* Start *

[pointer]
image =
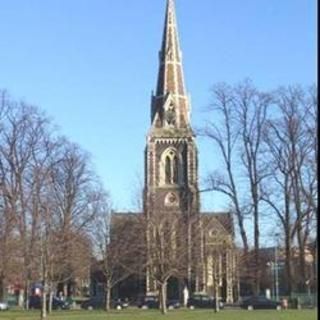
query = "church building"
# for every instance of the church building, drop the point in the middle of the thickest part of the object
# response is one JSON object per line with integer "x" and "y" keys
{"x": 171, "y": 188}
{"x": 171, "y": 169}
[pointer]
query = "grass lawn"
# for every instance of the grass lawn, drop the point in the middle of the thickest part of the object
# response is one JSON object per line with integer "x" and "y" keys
{"x": 172, "y": 315}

* End *

** Aim **
Can you arrange both items above as a two-column CSV headed "prompt" and "points"? Give one row per item, with the item's text and its answer each in a single quoted field, line breaks turned into spaces, and the pictures left out.

** Response to the task **
prompt,points
"[pointer] image = query = ""church building"" # for every instance of the church building, drop the point in the middle of the thickest part of the object # response is one JSON object per line with integer ""x"" and ""y"" keys","{""x"": 171, ""y"": 188} {""x"": 171, ""y"": 169}"
"[pointer] query = ""grass lawn"" # for every instance of the grass lawn, drop the point in the middle of the thickest part of the object # response is one JSON object per line with integer ""x"" and ""y"" keys","{""x"": 172, ""y"": 315}"